TASK SET:
a – In the passage on acquirers under the SEBI Takeover Regulations, what minimum share of the target company must the public announcement under Regulation 3 offer to acquire?
b – Resume the passage on acquirers under the SEBI Takeover Regulations, starting right after its last sentence.

EXCERPTED PASSAGE:

+-------+

“Acquirer” means any person who, directly or indirectly, acquires or agrees to acquire whether by himself, or through, or with persons acting in concert with him, shares or voting rights in, or control over a target company;
The term acquirer can be divided into following:
a. Any person
The term person includes both individuals & juristic persons like company, partnership firm etc, who either directly or indirectly acquire shares, voting rights or control over the target company.
b. Who directly or indirectly
The acquisition extends to both direct & indirect acquisition. For example the acquisition of shares of an unlisted holding or investment company which in turn holds majority stake in listed company. The other instance can be acquisition of voting rights in a listed company from the present promoters through power of attorneys or by entering into voting rights arrangement.
c. Acquires or agrees to acquire
The acquisition includes both completed acquisition as well as agreement to acquire.
In B.P.Amoco.Plc Vs SEBI, where it was held that the moment the acquirer sets into motion the process of acquiring shares or control, acquisition within the meaning of SEBI Takeover Regulations takes place. It was also held that acquirer includes both who has acquired shares as well as who agrees acquire shares or voting rights in a company. Similarly if the word ‘acquirer’ were to mean only those who have already acquired shares, then the provisions regarding ‘public announcement’ in the SEBI Regulations would be rendered nugatory. The salutary protections contemplated through public announcement would be lost.
d. Shares, voting rights or control over the Target Company
e. Whether by himself or through or with any person acting in concert with him
The acquisition can be on the behalf of acquirer either by himself alone or in association with person acting in concert or through the persons acting in concert i.e. through Special Purpose Vehicle or through the controlling entities. Person acting in Concert are further defined under Regulation 2(q) of the Code.
+
Acquisition of 25% or more shares in a listed company
Acquisition of 25% or more shares in a listed company
Regulation 3 provides a threshold limit for mandatory public offer. This regulation explains that when an acquirer intends to acquire shares or voting rights which along with his existing shareholding would entitle him to exercise 25% or more of the voting rights in a company, in such a case the acquirer is required to make public announcement to acquire minimum 26% shares of Target Company from the shareholders through an Open Offer.
+
Acquisition of Control
Acquisition of Control
SEBI Takeover Regulations defines Control to include the right to appoint majority of the directors or to control the management or policy decisions of the target company either individually or with person acting in concert.

+-------+

Data entries
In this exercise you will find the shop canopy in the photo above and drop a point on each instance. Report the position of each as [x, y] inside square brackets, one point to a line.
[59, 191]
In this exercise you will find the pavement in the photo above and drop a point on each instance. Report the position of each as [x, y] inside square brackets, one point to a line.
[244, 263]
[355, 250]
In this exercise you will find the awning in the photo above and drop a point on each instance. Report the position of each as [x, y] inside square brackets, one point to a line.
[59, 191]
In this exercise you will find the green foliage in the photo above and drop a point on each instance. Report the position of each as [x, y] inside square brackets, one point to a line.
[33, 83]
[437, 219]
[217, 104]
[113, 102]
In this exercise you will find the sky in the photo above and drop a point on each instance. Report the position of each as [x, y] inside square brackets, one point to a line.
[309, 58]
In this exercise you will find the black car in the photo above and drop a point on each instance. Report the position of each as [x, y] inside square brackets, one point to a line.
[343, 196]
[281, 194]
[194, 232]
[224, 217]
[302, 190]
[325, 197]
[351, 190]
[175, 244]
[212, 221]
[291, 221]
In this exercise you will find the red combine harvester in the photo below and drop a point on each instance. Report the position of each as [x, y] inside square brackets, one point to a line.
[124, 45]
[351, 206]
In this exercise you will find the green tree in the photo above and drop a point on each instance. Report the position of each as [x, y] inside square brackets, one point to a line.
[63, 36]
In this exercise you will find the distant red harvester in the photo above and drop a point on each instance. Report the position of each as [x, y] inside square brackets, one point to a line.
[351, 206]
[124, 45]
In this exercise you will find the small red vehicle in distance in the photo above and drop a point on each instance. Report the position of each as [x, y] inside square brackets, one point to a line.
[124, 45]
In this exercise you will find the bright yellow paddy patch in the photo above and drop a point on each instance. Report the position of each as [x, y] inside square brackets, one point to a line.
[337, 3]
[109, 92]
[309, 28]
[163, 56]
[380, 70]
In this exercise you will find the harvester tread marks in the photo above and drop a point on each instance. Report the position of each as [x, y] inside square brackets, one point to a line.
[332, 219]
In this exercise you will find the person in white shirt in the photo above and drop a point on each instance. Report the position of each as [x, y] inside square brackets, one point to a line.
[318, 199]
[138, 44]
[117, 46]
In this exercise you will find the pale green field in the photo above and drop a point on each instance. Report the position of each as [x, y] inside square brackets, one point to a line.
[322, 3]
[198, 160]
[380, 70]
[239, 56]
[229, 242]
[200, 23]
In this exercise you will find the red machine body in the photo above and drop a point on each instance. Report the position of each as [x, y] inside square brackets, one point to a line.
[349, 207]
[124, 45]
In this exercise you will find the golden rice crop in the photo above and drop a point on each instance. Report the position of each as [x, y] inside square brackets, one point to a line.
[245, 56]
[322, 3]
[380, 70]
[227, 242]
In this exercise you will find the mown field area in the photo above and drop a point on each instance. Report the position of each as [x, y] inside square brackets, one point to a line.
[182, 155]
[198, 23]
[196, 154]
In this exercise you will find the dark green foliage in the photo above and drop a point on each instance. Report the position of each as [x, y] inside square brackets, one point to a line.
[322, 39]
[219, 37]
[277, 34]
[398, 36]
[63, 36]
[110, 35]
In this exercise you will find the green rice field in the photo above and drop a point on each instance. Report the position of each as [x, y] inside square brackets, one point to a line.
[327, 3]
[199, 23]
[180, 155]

+-------+

THE REPLIES:
a – At least 26% of the target company's shares, through an open offer.

b –
Regulation 4 states that if any acquirer acquires control over the target company irrespective of any acquisition of shares or not he has to give public announcement to acquire shares from shareholders of the Target Company. It is appreciable that the acquisition of control also includes both direct & indirect acquisition of control over target company by virtue of acquisitions of companies whether listed or unlisted and whether in India or abroad.
+
Acquisition of shares in unlisted company
Acquisition of shares in unlisted company
Acquisition of shares in an unlisted company does not trigger SEBI Takeover Regulations. However, this exemption shall not be applicable if by virtue of acquisition or change of control of any unlisted company, whether in India or abroad, the acquirer acquires shares or voting rights or control over a listed company.
The code extends to acquisition of shares of listed company. Therefore, if any listed company acquires the shares of an unlisted company, then the takeover code is not attracted. However, if acquisition of shares / change in control of unlisted company results into acquisition of shares or voting rights of listed company indirectly, then the Takeover Code will be applicable.
Example: The acquirer, whether individual or body corporate, acquires 51% shares of Y Ltd. Y Ltd. is an unlisted holding Company of Z Ltd., which is a listed Company.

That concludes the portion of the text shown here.